**Exercise goal**:
Render the portion that begins with the line containing "Target — wilting petal" and runs through the end of the entries as a Markdown table with the columns "Row" and "Line", numbering each line and omitting any blank lines.

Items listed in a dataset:
________________________________________

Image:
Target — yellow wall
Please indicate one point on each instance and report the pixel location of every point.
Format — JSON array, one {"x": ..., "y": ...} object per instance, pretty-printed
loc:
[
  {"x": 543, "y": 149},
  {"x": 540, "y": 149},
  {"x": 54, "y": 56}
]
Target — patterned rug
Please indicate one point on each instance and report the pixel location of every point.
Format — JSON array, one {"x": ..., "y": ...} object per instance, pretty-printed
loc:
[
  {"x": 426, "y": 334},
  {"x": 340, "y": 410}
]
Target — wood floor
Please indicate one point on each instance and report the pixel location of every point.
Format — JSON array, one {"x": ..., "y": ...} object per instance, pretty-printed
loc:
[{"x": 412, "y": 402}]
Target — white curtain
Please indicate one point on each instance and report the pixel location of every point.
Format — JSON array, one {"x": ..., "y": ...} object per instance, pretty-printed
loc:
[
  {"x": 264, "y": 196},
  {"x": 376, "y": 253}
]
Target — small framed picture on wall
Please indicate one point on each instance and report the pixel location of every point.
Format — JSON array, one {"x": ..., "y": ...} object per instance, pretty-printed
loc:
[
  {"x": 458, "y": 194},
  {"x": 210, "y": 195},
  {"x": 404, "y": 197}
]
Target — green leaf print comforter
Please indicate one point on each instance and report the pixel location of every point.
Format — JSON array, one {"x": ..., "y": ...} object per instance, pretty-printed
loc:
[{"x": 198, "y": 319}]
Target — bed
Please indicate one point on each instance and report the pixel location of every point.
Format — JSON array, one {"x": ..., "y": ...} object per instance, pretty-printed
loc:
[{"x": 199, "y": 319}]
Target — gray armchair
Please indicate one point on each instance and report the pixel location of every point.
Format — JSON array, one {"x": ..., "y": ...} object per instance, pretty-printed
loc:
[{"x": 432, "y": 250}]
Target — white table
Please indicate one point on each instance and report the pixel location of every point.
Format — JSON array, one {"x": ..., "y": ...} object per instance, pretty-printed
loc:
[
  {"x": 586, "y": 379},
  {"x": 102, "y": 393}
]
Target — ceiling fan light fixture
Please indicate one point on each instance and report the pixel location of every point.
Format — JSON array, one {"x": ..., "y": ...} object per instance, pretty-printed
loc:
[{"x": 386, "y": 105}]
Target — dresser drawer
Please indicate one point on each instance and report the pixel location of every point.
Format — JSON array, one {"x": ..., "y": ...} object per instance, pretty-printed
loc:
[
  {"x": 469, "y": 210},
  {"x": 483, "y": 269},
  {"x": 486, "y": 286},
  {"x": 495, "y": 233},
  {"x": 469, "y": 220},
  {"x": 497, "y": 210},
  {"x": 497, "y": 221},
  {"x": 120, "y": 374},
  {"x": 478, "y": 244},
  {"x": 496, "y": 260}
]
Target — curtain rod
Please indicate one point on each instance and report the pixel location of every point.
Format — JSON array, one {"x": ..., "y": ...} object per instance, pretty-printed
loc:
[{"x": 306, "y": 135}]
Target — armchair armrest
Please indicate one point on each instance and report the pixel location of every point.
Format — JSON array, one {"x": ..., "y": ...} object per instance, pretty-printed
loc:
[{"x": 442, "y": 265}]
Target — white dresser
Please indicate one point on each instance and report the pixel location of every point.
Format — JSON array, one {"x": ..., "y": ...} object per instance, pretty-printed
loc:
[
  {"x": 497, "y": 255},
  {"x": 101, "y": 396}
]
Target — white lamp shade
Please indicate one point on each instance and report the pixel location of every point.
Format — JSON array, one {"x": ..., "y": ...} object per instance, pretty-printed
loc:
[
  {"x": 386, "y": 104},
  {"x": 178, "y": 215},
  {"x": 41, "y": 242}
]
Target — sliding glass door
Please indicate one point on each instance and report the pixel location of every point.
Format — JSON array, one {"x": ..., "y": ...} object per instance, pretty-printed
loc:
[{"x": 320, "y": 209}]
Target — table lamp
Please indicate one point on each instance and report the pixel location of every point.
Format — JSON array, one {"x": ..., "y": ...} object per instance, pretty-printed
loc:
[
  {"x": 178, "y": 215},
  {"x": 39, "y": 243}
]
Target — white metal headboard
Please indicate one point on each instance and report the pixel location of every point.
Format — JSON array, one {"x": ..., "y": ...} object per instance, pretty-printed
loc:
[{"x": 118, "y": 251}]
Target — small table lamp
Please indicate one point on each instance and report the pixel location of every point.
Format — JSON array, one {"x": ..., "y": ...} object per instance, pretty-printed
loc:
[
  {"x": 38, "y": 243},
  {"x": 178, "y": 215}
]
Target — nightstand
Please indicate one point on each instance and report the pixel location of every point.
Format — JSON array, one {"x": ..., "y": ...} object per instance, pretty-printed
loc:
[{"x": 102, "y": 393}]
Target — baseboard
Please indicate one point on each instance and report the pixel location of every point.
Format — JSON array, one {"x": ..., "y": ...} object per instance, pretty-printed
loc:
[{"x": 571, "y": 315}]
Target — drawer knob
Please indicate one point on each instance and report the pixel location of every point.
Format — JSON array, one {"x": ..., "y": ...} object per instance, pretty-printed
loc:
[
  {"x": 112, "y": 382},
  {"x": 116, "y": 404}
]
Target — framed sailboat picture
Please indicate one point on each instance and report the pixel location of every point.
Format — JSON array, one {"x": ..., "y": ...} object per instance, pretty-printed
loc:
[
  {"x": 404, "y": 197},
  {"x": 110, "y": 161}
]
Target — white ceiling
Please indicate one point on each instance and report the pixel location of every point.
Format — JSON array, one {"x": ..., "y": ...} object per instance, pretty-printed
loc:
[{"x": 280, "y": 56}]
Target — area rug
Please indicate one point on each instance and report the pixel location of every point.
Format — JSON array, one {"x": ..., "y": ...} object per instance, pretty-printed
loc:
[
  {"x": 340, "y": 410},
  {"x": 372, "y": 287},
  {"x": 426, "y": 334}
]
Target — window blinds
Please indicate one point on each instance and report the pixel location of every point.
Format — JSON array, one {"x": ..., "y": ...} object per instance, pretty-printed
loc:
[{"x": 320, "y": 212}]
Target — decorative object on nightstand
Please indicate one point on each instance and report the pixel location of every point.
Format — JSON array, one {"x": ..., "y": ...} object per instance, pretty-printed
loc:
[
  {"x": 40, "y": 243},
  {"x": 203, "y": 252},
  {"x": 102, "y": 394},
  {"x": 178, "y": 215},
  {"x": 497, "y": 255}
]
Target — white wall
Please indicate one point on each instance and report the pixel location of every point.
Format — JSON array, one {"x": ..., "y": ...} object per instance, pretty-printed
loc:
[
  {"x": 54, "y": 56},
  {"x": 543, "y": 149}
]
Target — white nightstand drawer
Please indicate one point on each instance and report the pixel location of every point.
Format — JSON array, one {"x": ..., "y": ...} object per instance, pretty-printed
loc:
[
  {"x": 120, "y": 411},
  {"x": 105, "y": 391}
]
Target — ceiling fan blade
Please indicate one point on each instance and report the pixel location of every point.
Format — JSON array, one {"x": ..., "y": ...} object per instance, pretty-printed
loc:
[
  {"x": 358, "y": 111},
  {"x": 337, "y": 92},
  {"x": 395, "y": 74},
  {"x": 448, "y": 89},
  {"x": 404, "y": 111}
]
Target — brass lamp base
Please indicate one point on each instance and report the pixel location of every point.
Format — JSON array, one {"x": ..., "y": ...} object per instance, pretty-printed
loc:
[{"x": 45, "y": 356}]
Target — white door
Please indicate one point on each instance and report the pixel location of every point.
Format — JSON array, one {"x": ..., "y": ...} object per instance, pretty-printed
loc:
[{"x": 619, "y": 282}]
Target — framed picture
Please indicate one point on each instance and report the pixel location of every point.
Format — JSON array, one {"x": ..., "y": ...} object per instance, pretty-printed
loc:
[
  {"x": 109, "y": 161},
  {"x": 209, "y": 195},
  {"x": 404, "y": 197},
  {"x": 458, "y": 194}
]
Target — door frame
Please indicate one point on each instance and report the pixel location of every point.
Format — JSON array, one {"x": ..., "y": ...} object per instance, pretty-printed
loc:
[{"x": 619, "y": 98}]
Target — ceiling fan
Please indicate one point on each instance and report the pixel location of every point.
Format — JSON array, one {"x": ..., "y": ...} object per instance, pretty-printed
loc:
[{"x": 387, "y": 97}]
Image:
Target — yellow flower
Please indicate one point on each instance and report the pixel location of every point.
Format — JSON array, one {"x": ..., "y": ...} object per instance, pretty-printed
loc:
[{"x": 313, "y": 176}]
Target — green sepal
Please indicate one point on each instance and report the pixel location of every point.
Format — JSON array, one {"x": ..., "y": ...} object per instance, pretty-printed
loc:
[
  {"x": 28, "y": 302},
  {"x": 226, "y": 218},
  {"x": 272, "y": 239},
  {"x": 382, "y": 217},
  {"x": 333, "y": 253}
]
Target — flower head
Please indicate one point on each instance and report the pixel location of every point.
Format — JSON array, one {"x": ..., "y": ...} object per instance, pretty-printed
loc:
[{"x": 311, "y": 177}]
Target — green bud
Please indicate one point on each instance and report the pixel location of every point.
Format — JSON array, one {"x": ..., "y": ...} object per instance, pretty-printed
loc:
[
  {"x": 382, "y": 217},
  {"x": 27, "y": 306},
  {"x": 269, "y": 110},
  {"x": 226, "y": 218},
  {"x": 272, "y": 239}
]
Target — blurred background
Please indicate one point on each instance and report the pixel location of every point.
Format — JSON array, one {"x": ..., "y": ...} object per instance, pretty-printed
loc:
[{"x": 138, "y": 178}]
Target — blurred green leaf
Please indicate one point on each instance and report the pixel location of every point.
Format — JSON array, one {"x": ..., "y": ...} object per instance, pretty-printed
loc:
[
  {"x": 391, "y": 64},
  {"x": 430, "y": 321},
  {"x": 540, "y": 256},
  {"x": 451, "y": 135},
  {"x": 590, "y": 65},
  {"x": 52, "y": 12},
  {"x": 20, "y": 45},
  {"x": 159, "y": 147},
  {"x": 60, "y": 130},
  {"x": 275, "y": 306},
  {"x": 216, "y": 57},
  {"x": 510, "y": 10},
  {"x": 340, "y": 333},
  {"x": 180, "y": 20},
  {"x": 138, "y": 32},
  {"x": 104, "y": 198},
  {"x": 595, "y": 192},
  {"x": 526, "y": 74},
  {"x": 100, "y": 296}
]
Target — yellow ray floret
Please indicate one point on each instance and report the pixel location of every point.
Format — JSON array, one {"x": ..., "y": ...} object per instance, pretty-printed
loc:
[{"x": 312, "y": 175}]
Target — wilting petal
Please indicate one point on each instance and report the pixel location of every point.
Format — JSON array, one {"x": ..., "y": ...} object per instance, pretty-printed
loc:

________________________________________

**Task solution**:
| Row | Line |
|---|---|
| 1 | Target — wilting petal |
| 2 | Please indicate one point on each instance and report the pixel location of every point. |
| 3 | Format — JSON array, one {"x": ..., "y": ...} object per instance, pretty-printed |
| 4 | loc: |